- Job -
Please copy the material word for word, starting at the line containing "In this picture, where can the person" and continuing up to and including the line containing "point(12, 114)".

- Input for this task -
## Begin

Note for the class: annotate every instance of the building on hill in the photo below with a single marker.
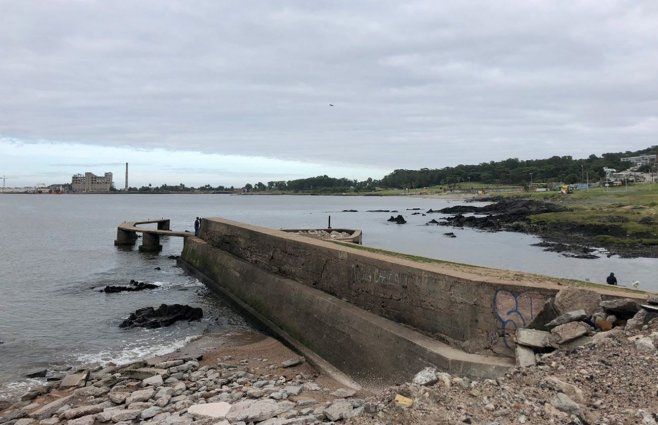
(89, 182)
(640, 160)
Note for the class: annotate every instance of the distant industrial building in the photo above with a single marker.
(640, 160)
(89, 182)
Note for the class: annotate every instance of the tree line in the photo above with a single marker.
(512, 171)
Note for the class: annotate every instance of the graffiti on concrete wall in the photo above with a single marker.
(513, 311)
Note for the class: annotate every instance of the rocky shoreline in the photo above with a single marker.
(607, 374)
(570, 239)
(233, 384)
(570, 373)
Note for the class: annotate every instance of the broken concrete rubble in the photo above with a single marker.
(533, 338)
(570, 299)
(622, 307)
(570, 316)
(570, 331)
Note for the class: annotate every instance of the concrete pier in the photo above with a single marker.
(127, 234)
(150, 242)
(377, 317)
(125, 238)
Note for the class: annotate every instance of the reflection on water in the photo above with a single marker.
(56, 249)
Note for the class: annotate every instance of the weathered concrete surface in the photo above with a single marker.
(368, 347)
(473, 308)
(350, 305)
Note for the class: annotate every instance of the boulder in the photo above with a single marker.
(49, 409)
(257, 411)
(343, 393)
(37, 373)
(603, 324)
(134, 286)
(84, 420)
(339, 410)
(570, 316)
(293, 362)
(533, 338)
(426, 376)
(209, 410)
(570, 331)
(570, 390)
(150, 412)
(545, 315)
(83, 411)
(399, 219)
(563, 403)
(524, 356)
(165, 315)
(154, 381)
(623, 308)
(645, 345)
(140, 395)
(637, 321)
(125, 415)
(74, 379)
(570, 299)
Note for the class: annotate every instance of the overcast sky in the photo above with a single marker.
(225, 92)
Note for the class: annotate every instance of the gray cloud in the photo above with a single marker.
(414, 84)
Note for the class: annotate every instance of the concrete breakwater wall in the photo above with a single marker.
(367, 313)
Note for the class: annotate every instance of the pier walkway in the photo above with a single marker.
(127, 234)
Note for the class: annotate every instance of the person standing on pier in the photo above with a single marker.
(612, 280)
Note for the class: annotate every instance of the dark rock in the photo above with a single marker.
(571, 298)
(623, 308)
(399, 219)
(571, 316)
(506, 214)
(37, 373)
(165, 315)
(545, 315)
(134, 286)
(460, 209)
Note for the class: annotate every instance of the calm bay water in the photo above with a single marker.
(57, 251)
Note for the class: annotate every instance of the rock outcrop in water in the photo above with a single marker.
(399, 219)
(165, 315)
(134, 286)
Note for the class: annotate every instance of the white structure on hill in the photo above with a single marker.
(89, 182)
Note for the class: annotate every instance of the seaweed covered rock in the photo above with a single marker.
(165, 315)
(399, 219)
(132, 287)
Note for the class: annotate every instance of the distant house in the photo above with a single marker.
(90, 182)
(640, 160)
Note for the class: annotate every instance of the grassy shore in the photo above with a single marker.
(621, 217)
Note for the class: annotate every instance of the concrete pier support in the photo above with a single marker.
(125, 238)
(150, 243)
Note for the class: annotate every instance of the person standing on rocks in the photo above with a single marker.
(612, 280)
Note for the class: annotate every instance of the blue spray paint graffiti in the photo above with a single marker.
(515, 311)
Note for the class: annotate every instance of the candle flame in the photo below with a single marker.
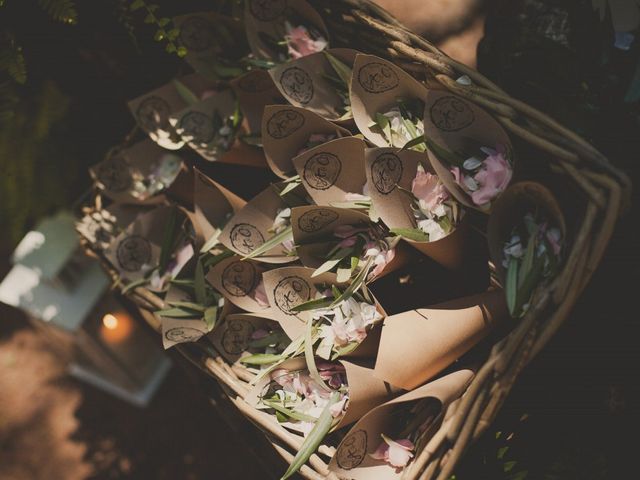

## End
## Begin

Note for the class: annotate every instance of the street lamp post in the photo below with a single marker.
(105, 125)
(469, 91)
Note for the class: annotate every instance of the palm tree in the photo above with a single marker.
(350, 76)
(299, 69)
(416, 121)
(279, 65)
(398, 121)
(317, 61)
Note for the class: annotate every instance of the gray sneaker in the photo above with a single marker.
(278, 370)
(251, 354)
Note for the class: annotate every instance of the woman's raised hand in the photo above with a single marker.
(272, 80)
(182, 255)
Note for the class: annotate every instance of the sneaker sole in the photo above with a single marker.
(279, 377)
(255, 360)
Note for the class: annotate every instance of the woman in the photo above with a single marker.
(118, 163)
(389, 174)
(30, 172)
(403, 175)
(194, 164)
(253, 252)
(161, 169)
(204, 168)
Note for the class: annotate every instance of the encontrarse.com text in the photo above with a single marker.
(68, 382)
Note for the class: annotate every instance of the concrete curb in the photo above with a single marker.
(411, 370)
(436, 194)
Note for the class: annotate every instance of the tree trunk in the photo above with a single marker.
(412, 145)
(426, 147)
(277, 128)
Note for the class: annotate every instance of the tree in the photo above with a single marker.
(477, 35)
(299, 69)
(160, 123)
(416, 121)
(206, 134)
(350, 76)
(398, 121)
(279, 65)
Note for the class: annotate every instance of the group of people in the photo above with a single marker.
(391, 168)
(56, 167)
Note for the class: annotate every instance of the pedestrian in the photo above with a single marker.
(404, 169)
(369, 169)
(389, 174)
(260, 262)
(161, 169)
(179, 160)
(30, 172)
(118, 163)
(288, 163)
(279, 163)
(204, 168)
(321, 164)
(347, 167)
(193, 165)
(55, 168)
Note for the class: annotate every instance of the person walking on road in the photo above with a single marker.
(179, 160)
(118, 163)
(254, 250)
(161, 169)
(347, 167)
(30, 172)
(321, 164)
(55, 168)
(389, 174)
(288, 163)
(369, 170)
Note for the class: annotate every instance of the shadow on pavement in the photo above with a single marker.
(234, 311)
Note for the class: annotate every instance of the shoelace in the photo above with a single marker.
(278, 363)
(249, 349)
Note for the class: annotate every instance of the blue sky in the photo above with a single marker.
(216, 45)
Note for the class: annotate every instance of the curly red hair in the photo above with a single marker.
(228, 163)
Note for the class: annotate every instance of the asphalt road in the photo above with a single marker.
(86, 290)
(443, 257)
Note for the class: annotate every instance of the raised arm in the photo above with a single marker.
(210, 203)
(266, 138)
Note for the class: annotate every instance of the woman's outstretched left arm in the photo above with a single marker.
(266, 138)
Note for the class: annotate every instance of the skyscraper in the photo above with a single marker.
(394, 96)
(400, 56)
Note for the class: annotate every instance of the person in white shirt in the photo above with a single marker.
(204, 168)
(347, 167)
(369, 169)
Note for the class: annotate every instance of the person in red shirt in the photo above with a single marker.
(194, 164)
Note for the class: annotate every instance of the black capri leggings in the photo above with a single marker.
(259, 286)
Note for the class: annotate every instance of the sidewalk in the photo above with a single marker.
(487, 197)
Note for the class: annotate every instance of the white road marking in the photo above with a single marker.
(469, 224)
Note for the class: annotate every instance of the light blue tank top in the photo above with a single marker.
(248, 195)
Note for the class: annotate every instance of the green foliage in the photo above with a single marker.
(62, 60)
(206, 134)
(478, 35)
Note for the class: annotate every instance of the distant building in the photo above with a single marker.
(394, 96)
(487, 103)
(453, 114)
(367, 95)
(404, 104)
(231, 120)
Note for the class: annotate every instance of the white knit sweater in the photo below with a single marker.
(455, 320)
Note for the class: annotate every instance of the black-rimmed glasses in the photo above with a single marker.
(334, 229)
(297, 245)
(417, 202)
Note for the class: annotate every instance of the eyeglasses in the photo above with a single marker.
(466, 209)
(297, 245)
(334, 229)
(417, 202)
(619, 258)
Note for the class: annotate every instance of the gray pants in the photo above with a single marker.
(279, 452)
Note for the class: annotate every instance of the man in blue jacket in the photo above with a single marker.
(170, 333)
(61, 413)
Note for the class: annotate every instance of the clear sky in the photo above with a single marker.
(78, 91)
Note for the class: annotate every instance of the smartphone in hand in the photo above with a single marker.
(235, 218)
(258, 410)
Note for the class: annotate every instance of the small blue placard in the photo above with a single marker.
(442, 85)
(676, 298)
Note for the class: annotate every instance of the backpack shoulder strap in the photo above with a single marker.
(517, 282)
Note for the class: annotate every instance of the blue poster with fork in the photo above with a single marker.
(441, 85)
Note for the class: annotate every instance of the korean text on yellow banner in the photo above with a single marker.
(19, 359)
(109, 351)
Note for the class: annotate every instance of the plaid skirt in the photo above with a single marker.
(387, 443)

## End
## Begin

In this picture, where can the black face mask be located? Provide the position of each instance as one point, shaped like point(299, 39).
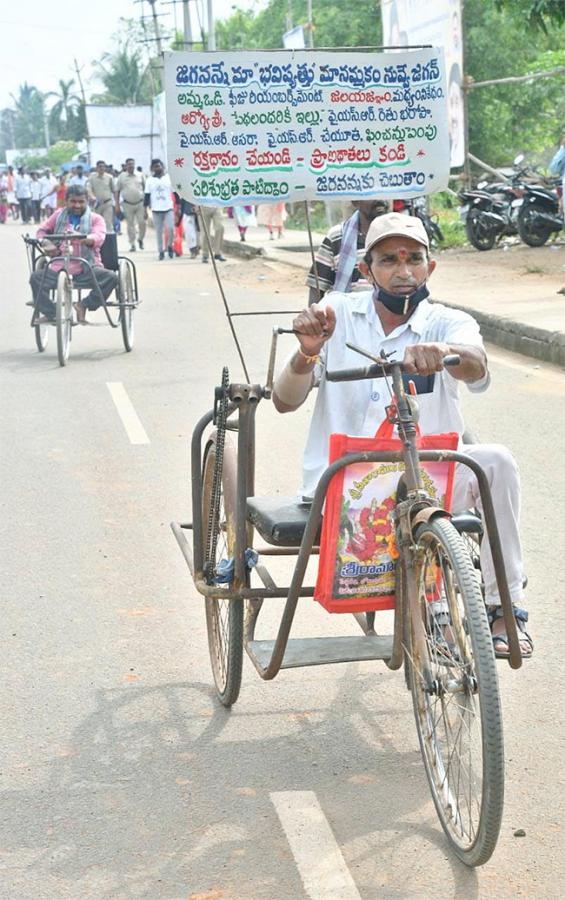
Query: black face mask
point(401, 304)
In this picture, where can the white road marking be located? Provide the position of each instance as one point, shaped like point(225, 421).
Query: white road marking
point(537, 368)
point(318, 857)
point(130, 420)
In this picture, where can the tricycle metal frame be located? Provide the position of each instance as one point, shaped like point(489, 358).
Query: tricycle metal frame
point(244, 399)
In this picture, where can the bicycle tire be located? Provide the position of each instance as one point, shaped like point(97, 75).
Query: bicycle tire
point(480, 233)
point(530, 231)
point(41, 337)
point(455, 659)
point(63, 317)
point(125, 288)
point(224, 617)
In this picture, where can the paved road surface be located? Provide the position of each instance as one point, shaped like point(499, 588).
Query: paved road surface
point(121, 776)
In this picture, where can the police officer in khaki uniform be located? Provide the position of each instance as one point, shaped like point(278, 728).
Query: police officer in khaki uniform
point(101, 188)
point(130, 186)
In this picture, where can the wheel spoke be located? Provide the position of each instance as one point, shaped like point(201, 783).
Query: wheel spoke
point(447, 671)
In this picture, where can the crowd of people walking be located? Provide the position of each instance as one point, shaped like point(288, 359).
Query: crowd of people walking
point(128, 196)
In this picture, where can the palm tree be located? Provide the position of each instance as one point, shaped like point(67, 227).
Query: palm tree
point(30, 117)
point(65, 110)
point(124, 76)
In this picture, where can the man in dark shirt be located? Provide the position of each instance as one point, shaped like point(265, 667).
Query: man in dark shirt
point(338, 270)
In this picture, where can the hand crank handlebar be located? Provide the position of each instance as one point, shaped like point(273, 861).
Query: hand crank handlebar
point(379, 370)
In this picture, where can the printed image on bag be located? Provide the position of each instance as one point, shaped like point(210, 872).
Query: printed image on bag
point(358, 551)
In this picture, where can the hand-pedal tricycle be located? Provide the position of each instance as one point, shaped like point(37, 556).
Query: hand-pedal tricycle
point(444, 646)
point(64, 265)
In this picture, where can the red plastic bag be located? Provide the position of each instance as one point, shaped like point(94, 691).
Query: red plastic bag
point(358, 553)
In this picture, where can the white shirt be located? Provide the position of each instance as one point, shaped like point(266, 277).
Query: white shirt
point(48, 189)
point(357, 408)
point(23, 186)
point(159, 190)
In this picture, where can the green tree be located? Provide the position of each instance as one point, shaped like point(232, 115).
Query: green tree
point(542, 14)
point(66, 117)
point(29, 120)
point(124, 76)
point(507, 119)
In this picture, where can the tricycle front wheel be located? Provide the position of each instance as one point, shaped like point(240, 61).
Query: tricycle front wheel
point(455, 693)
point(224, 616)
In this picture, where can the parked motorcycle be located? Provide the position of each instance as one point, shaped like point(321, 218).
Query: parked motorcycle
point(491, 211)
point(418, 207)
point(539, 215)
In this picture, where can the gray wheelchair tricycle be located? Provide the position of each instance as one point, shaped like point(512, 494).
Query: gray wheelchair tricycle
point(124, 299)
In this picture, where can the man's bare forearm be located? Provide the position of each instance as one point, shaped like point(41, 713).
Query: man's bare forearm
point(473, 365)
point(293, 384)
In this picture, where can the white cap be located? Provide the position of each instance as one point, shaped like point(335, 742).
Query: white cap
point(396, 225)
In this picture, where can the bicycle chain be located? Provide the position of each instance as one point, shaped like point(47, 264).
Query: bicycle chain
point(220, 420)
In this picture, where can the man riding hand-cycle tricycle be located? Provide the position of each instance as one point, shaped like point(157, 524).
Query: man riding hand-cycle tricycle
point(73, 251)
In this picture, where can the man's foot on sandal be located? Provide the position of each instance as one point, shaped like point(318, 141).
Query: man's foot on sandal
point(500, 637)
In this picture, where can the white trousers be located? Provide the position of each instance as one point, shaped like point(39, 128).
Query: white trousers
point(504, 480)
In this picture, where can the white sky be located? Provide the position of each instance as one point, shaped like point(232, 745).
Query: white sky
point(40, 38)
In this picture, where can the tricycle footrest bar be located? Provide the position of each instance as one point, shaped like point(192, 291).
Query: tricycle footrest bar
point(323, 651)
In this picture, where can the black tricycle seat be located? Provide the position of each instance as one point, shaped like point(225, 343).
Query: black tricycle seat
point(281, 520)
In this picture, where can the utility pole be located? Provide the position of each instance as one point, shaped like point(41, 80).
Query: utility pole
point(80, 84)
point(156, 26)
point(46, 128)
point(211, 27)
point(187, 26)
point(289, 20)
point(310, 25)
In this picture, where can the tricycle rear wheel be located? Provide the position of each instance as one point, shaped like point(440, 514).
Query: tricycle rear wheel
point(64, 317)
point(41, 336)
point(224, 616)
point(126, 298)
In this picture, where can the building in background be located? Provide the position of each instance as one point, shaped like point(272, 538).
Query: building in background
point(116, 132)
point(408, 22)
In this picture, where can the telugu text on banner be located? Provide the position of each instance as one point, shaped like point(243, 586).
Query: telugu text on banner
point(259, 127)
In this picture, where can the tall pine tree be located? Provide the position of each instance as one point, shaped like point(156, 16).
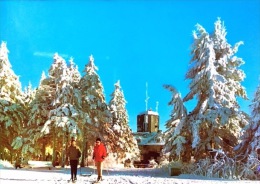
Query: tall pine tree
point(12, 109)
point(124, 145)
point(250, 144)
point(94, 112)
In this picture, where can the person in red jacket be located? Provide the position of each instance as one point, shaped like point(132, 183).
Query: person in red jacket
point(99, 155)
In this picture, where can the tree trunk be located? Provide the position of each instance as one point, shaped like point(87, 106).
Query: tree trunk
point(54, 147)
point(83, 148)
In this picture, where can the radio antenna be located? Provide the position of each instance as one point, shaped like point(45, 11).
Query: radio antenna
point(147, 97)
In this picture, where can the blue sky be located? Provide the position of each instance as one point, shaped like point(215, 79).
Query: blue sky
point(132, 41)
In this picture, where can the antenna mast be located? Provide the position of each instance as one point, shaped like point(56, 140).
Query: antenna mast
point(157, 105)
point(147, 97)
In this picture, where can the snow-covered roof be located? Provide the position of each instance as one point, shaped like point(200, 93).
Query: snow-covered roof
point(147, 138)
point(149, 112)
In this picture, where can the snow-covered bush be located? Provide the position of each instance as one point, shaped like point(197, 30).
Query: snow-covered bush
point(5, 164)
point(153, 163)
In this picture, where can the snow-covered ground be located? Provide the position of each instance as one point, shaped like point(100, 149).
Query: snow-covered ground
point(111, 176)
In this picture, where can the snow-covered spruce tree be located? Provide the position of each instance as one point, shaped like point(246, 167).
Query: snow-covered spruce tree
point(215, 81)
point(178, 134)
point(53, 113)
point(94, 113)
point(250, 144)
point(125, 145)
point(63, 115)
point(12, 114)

## End

- Reply to the exercise -
In this picture, where can the person in red jacket be located? Provide the position of each instance as one point, shaped like point(132, 183).
Query: person in red jacket
point(99, 155)
In this picture, where can the tree trunk be located? Provide the position of each instance as one point, shaped like point(87, 106).
Query: tree trunk
point(54, 147)
point(83, 148)
In this picture, where can the radio antenna be located? Provide the position of each instance as one point, shaped like point(45, 11).
Query: radio antenna
point(147, 97)
In this picture, where can the blue sky be located? Provide the position of each instance as one point, shaped like point(215, 79).
Query: blue sky
point(132, 41)
In this picture, where can the antenna mast be located? Provide the position of each instance as one point, shaped like point(56, 140).
Query: antenna mast
point(157, 105)
point(147, 97)
In this picture, where can the snow-covered roof be located? Provide the position of each instance as one point, shaped like point(200, 93).
Query: snow-covered roof
point(147, 138)
point(149, 112)
In this picture, where can the snow-covered bush be located? Provide the position of each instance as one point, shaped like point(197, 30).
Query: snow-covered bush
point(5, 164)
point(153, 163)
In this picture, where can the snow-covered ground be located? Provide the position of each instance as one point, shaped like point(100, 149).
Query: snow-covered ground
point(111, 176)
In this picture, where can the snow-covered spruce tree be located? Provide the position of each instance as one point, shaped like point(246, 167).
Query: snow-covered spruce tree
point(215, 81)
point(178, 134)
point(53, 113)
point(94, 113)
point(250, 144)
point(125, 145)
point(63, 115)
point(12, 114)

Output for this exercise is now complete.